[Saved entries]
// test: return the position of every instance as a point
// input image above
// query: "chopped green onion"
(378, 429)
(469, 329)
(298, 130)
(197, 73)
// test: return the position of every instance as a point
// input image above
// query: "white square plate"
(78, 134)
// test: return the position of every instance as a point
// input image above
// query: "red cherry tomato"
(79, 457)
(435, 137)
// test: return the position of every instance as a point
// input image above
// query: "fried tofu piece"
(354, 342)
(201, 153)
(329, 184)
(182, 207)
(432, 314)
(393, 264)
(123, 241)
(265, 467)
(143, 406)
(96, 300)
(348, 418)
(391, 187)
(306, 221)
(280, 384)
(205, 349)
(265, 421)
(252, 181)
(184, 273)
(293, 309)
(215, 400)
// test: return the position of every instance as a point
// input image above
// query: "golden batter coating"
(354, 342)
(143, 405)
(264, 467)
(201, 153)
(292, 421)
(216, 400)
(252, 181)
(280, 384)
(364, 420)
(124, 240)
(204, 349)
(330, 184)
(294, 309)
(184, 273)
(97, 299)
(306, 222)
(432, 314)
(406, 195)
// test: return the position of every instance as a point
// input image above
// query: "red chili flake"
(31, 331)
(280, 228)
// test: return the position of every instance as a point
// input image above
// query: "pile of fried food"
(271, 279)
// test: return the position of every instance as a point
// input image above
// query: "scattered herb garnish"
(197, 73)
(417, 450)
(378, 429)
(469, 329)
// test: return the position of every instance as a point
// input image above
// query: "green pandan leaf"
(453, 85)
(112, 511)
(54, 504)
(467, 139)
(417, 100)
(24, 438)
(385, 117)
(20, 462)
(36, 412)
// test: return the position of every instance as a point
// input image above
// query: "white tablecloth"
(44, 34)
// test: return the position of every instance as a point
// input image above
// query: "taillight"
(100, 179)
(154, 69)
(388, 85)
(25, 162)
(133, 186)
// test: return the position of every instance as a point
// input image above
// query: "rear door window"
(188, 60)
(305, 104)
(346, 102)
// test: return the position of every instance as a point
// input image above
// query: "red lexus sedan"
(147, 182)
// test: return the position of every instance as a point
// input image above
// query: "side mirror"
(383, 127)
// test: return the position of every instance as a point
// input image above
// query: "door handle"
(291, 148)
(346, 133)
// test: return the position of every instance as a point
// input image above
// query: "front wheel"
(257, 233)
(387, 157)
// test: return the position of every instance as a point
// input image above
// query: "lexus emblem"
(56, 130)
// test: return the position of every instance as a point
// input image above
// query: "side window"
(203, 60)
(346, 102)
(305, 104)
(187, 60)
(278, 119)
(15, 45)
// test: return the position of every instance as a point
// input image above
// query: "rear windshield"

Task statement:
Copy out all of the lines above exactly.

Answer to this task:
// test: return the position of every instance as a point
// input image above
// query: "chopped green onion"
(378, 429)
(469, 329)
(298, 130)
(197, 73)
// test: return the position of every instance as a point
// input image above
// query: "white square plate"
(78, 134)
// test: return the position of every instance as a point
// input image above
// query: "red cherry tomato"
(79, 457)
(435, 137)
// test: return the position of every instance as a point
// input image above
// query: "fried tofu piece"
(354, 342)
(201, 153)
(329, 184)
(182, 207)
(432, 314)
(393, 264)
(123, 241)
(265, 467)
(143, 406)
(96, 300)
(348, 418)
(391, 187)
(306, 221)
(280, 384)
(205, 349)
(265, 421)
(252, 181)
(184, 273)
(293, 309)
(215, 400)
// test: return the position of every instance as a point
// input image above
// query: "golden batter coating"
(354, 342)
(143, 405)
(264, 467)
(201, 153)
(292, 421)
(216, 400)
(252, 181)
(280, 384)
(364, 420)
(124, 240)
(204, 349)
(330, 184)
(294, 309)
(184, 273)
(97, 299)
(306, 222)
(432, 314)
(406, 195)
// test: return the position of every instance as a point
// input image above
// query: "red chili flake"
(31, 331)
(280, 228)
// test: return the position of every instance as a point
// input image above
// query: "pile of fried food"
(271, 279)
// test: return the position of every instance as a point
// input image above
// query: "scattered herb garnish"
(197, 73)
(417, 450)
(378, 429)
(469, 329)
// test: return the position of every instance as a point
// input image above
// query: "green pandan leaf"
(453, 85)
(112, 511)
(54, 504)
(467, 139)
(417, 100)
(24, 438)
(385, 117)
(20, 462)
(36, 412)
// test: return the position of every instance as a point
// input image above
// query: "white tablecloth"
(44, 34)
// test: return the position of every instance as a point
// input image above
// query: "taillight"
(100, 179)
(154, 69)
(388, 85)
(25, 162)
(133, 186)
// test: return the position of every instance as a point
// input image above
// query: "rear door window"
(188, 60)
(305, 104)
(346, 102)
// test: return the position of every instance as a point
// input image above
// query: "red lexus sedan"
(147, 182)
// test: return the position of every instance as a point
// input image above
// query: "side mirror"
(383, 127)
// test: return the position of every instance as a point
// input image above
// query: "door handle"
(291, 148)
(346, 133)
// test: return the position of every instance as a point
// input image above
// query: "front wheel"
(257, 233)
(387, 157)
// test: return the position of every instance as a point
// input image above
// query: "lexus emblem"
(56, 130)
// test: return the position of every instance as a point
// input image above
// query: "side window"
(203, 60)
(346, 102)
(305, 104)
(187, 60)
(278, 119)
(15, 45)
// test: return the position of every instance as a point
// input image above
// query: "rear windshield"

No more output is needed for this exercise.